| Work to do |
Turn the records below into a JSON list of strings, one string per line, omitting blank lines and any pictures.

__________________________________________________

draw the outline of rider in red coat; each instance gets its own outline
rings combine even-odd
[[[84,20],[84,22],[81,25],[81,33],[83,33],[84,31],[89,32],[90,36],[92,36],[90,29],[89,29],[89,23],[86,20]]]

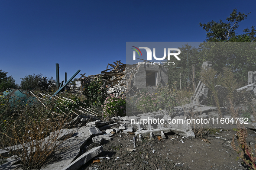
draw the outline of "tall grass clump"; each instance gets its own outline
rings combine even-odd
[[[0,97],[1,148],[20,160],[23,169],[39,169],[64,141],[58,136],[70,122],[70,111],[55,112],[53,100],[31,105],[17,101],[12,106],[8,99]]]

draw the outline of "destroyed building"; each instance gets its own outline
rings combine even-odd
[[[150,93],[156,93],[158,86],[167,84],[168,68],[162,65],[136,65],[130,70],[127,76],[128,90],[146,89]]]

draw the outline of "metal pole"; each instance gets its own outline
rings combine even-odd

__________________________________________________

| Final result |
[
  "draw the outline of rider in red coat; each instance gets its own outline",
  "rings combine even-odd",
  "[[[84,20],[84,22],[81,25],[81,33],[83,33],[84,31],[89,32],[90,36],[92,36],[90,29],[89,29],[89,23],[86,20]]]",
  "draw the outline of \"tall grass clump\"; each instance gets its own outline",
  "rings combine even-odd",
  "[[[0,97],[1,148],[20,160],[23,169],[39,169],[64,141],[58,136],[70,122],[70,111],[55,112],[53,100],[31,105],[17,101],[12,106],[8,99]]]",
  "draw the outline of \"destroyed building\"; each instance gets its own outline",
  "rings combine even-odd",
  "[[[150,93],[156,93],[158,86],[167,84],[168,68],[162,65],[136,65],[130,70],[127,76],[128,90],[146,89]]]",
  "draw the outline of \"metal pole\"; each instance gets its own outline",
  "rings combine even-odd"
]